EXTRAIT CHOISI:
* * *
Lorsque les regards restent hors champ, les visages deviennent obscènes (au sens de ce qu’on ne peut ou doit pas montrer) et les sexes (vulves et pénis) prennent leur place. Un portrait porno est, dès lors, un gros plan de sexe excité. C’est une parade à la fascination du regard. Le psychanalyste Éric Bidaud soutient que « la pornographie visagéifie le sexe » : les orifices sexuels sont mis en scène comme des visages. Les corps dévisagés sont envisagés par les gros plans. Ces derniers ponctuent nos fantasment en jouant avec l’obscène. Ainsi, le visage de l’autre voyage à travers le paysage de ses courbes. Sans regards, les corps se métamorphosent.
Cependant, le plus souvent, lorsque le regard est hors champ, je m’ennuie. Que me manque-t-il ? La promesse pornographique d’un visage.
* * *
CONSIGNE:
Recopiez fidèlement le passage de l'extrait choisi qui va de « Lorsque les regards » jusqu'à « pornographique d’un visage. » inclus.

DONNÉES FOURNIES:
* * *
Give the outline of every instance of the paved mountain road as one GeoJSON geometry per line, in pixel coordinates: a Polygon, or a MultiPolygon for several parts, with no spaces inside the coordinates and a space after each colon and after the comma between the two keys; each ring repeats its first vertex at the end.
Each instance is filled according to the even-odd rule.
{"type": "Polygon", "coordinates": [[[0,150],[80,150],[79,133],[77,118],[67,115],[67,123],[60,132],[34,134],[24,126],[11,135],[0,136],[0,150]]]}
* * *
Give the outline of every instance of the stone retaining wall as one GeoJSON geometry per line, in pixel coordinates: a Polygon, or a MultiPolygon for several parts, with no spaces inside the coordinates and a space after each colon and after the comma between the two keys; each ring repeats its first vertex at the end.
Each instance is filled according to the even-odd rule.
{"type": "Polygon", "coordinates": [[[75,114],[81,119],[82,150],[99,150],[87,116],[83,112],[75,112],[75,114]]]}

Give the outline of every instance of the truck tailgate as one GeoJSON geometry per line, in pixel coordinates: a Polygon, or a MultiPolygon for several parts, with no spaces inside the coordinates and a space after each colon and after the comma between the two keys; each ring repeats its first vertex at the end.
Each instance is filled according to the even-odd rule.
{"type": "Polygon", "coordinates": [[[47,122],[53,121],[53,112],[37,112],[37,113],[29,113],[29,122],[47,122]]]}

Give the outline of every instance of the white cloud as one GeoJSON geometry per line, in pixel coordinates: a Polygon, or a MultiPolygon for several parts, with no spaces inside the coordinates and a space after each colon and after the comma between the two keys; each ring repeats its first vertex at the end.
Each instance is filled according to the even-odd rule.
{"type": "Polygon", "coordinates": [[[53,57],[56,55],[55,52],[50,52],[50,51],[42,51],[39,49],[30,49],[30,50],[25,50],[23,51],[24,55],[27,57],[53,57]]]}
* * *
RÉSULTAT:
Lorsque les regards restent hors champ, les visages deviennent obscènes (au sens de ce qu’on ne peut ou doit pas montrer) et les sexes (vulves et pénis) prennent leur place. Un portrait porno est, dès lors, un gros plan de sexe excité. C’est une parade à la fascination du regard. Le psychanalyste Éric Bidaud soutient que « la pornographie visagéifie le sexe » : les orifices sexuels sont mis en scène comme des visages. Les corps dévisagés sont envisagés par les gros plans. Ces derniers ponctuent nos fantasment en jouant avec l’obscène. Ainsi, le visage de l’autre voyage à travers le paysage de ses courbes. Sans regards, les corps se métamorphosent.
Cependant, le plus souvent, lorsque le regard est hors champ, je m’ennuie. Que me manque-t-il ? La promesse pornographique d’un visage.